• [Problems and tasks]:
1 - List the adjectives that the passage on vulnerability uses to describe the state of a person who overshares.
2 - Summarize the passage on vulnerability in two sentences.

• [Text segment]:
######

Vulnerability is a wonderful thing, especially when paired with the feeling of healing all that mental trauma. That feeling of letting someone else know the stirrings of your spirit is something that can’t be imitated – how could it be, as it tickles the ego so nicely? But vulnerability is not an answer to your troubles. It’s not enough to simply be open, you have to be open to the right people, at the right times. Openness is a gift, not a default; to own yourself means creating limits to who can own a bit of your presence. To overshare yourself is to spread your inner workings thin, to confuse the embrace of the void with the desire for companionship. It leaves you empty and fragile, as you’ve spent so much energy tying your heart and soul to every acquaintance and passerby. And when people inevitably don’t match up to your constant need for matched emotions, matched validity, you become resentful and sink back into yourself, losing the focus for why you even wanted other people to know you. Your pain encourages you to see yourself as nothing but your pain.

######

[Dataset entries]
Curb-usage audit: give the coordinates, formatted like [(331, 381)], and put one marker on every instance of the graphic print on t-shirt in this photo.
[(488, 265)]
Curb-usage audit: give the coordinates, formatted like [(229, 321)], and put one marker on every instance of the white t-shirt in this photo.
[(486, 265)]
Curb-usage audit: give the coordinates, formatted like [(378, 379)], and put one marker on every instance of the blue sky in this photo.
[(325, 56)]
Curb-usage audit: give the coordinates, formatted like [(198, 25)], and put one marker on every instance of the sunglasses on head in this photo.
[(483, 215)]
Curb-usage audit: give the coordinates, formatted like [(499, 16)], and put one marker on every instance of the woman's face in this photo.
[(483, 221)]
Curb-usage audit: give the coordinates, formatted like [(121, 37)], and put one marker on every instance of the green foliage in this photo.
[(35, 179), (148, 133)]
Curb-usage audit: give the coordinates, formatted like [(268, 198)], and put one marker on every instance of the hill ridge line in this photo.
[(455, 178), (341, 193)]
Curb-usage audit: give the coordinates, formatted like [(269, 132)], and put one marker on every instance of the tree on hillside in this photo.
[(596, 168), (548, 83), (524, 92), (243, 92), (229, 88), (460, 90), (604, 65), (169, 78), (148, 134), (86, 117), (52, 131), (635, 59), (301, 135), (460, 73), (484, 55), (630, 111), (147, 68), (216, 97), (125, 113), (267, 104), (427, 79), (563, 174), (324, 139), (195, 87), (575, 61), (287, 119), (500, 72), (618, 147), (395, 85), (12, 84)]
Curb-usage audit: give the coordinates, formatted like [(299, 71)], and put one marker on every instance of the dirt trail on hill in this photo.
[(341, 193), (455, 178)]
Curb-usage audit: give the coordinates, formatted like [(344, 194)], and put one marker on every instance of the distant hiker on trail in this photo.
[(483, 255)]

######

• [Answers to this exercise]:
1 - empty, fragile, resentful

2 - Vulnerability feels wonderful, but it is not an answer to one's troubles: openness is a gift to be offered to the right people at the right times, not a default. Oversharing spreads a person thin and leaves them empty and fragile, and when others fail to match their need for emotion and validation, they grow resentful and sink back into themselves.